Problem details:
Every line in the data below from the one containing "One marker per instance, like [266,323]." down to the one containing "One marker per instance, like [256,232].", both included, must be retyped exactly; no other line is to appear.

(Items listed in a dataset)

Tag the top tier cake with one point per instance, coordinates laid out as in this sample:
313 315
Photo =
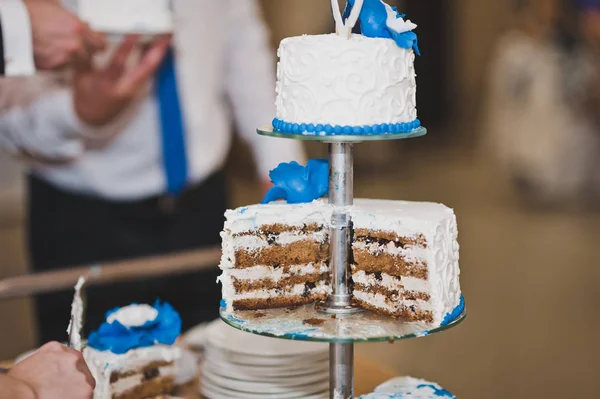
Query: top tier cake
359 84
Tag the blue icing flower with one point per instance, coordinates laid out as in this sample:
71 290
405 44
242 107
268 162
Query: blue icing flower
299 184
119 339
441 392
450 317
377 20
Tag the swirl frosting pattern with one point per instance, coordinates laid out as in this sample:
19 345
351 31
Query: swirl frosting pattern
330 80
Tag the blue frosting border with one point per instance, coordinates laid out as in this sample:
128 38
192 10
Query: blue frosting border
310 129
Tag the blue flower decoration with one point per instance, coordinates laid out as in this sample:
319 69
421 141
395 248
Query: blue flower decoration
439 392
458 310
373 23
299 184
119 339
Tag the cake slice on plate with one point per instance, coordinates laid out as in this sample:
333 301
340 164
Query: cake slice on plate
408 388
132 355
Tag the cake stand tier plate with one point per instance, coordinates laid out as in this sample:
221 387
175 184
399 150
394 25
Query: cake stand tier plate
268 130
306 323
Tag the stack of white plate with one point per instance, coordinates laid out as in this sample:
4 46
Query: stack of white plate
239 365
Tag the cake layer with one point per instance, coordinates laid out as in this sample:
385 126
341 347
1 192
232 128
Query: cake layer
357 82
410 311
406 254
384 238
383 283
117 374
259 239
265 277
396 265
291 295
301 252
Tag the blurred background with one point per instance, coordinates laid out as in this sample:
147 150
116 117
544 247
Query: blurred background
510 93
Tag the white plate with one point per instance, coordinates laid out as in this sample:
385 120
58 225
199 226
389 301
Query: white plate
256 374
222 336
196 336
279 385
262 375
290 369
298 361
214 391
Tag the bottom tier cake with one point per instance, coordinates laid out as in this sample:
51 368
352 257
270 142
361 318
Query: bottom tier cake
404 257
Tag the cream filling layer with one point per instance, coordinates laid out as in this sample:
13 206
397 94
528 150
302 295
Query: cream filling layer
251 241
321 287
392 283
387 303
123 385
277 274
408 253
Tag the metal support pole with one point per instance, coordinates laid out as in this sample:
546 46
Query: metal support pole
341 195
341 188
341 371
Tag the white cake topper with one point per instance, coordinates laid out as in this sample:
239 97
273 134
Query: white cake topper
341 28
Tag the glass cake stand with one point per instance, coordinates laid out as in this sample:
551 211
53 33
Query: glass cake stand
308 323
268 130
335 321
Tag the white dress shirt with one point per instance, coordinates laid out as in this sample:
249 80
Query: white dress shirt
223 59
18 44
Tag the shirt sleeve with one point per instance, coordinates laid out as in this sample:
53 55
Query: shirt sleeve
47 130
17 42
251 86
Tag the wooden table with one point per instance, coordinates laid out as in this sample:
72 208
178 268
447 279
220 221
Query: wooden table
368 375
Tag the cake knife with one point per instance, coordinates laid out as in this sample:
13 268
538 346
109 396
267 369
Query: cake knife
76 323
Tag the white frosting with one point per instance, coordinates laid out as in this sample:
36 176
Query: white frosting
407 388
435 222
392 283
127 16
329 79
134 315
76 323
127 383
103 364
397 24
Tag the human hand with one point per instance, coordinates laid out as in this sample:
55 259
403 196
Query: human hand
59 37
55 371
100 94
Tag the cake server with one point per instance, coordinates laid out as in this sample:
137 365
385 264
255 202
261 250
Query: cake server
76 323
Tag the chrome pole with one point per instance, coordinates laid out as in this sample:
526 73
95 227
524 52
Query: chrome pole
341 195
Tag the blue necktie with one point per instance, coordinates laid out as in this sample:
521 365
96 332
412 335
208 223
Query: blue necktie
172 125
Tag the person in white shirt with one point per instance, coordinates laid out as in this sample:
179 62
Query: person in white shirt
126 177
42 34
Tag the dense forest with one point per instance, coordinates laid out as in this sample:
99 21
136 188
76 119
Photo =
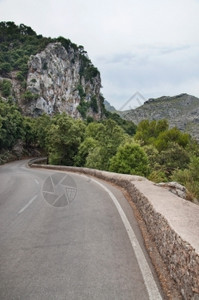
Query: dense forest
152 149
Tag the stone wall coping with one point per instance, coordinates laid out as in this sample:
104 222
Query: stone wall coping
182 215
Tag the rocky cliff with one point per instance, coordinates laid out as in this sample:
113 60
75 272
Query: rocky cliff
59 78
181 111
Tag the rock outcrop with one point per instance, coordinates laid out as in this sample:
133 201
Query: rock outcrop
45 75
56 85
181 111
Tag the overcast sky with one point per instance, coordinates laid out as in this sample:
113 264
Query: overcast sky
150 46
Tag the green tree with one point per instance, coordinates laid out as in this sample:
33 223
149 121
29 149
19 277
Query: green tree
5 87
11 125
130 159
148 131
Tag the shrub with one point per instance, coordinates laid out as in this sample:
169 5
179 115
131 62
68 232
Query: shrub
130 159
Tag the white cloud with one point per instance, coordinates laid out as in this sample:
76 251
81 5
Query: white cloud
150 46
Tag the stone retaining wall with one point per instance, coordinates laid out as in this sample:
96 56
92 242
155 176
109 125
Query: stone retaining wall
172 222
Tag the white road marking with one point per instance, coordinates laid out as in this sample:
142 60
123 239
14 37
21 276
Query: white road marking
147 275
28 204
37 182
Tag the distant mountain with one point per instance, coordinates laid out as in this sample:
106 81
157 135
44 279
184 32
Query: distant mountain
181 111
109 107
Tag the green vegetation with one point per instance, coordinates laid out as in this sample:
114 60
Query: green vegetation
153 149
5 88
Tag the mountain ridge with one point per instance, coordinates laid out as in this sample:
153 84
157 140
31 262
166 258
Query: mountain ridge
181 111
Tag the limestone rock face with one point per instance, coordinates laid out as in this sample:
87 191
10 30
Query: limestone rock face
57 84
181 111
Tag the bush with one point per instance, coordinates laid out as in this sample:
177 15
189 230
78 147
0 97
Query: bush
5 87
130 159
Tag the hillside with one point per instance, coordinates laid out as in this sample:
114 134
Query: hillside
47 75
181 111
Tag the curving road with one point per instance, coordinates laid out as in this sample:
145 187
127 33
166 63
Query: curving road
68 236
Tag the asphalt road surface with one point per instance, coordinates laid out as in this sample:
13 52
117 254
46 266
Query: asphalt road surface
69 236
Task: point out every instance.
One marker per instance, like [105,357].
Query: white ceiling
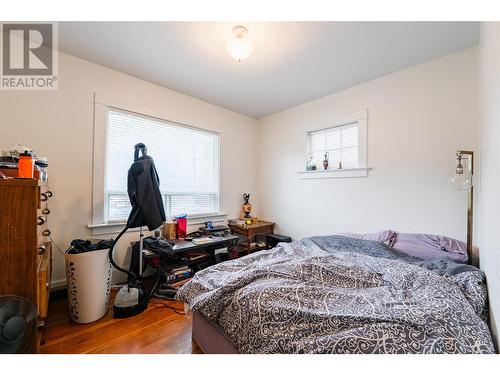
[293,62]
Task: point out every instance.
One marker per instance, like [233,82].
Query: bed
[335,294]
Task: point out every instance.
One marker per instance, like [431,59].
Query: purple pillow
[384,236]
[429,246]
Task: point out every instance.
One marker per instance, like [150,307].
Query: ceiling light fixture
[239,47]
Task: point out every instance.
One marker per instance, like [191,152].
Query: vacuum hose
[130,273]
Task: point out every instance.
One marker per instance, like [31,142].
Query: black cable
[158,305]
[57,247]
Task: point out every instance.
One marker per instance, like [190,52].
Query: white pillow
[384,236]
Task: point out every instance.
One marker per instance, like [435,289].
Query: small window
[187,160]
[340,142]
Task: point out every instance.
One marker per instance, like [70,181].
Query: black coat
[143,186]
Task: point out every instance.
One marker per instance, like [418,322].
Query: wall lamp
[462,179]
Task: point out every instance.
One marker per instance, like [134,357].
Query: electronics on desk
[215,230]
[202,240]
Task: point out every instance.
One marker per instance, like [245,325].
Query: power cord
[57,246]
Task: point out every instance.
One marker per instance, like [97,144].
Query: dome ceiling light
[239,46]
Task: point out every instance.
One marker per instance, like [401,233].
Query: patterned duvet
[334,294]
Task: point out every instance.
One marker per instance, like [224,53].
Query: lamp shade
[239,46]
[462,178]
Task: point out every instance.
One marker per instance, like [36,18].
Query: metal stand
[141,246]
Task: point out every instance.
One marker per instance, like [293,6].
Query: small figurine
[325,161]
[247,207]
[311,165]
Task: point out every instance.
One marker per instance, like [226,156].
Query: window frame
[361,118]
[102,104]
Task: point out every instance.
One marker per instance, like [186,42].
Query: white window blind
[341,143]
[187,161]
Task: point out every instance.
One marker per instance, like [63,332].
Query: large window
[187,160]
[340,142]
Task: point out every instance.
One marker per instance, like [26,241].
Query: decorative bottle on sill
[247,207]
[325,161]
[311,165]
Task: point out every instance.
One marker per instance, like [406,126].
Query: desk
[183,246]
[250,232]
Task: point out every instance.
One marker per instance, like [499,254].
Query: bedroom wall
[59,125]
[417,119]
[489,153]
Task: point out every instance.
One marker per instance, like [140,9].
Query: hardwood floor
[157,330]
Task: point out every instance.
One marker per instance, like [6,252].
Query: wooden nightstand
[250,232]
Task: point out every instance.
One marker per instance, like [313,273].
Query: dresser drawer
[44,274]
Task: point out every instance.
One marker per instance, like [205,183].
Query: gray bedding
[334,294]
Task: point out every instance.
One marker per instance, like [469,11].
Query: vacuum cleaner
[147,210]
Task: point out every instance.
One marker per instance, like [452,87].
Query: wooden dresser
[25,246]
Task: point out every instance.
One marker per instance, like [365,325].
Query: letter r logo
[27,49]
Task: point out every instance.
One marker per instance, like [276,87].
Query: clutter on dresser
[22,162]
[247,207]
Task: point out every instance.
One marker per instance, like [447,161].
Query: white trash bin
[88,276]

==

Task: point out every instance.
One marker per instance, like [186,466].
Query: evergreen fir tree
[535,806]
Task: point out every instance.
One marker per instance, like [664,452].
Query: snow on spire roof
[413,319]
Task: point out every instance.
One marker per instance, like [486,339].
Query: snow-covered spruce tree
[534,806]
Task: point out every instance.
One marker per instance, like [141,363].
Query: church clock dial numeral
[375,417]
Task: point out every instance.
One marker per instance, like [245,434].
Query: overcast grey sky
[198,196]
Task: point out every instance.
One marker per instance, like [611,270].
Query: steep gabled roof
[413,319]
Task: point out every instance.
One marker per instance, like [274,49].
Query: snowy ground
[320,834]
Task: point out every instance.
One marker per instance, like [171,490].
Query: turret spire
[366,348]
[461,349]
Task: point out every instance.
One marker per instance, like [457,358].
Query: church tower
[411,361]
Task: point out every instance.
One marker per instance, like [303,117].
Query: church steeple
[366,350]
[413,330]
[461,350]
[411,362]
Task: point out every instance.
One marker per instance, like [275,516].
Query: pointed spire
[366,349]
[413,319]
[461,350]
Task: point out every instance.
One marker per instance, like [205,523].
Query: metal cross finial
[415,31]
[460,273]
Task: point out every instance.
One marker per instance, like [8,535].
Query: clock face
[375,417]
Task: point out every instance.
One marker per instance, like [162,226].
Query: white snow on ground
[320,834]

...

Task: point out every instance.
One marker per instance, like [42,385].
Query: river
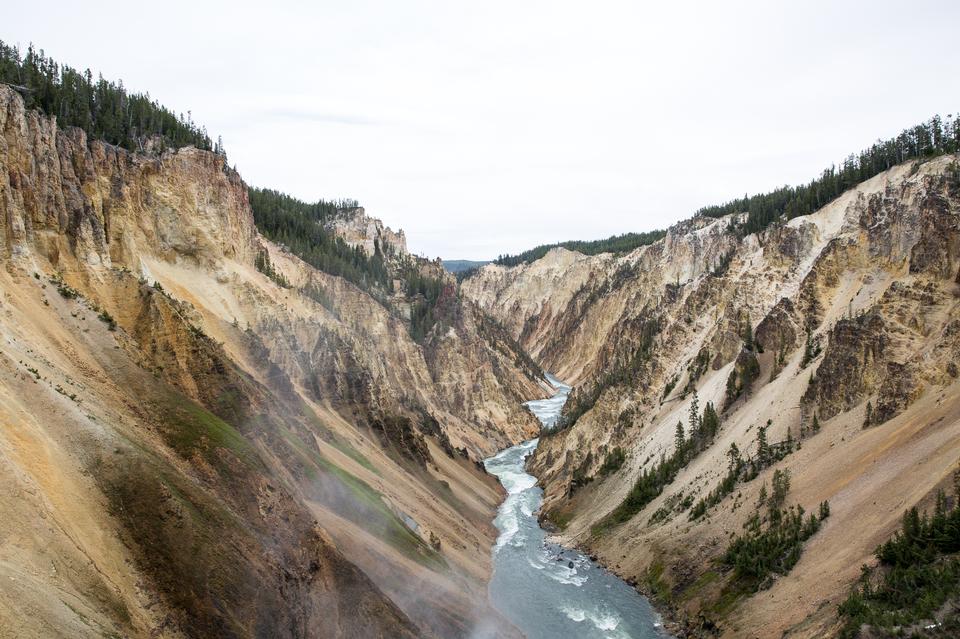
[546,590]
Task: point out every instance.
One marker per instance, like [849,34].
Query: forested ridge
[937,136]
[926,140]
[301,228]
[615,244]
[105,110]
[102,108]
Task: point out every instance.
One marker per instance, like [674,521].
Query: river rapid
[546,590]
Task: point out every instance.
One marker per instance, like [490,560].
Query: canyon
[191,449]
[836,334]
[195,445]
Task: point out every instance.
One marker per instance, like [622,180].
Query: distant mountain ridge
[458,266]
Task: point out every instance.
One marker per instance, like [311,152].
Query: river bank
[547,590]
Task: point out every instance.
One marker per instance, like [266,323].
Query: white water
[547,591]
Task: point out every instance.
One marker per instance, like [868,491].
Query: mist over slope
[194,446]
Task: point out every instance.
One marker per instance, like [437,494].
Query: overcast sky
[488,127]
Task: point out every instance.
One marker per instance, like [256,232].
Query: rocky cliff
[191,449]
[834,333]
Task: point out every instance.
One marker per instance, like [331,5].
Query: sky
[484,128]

Exercise output:
One marker per instance, like [266,323].
Query: white water
[547,591]
Task: point out every instance.
One marker per instance, like [868,491].
Query: mist over slope
[194,446]
Task: point out every instance.
One marker per instance, like [437,494].
Query: overcast sky
[488,127]
Task: point out every instance.
One marker per instance, like [256,232].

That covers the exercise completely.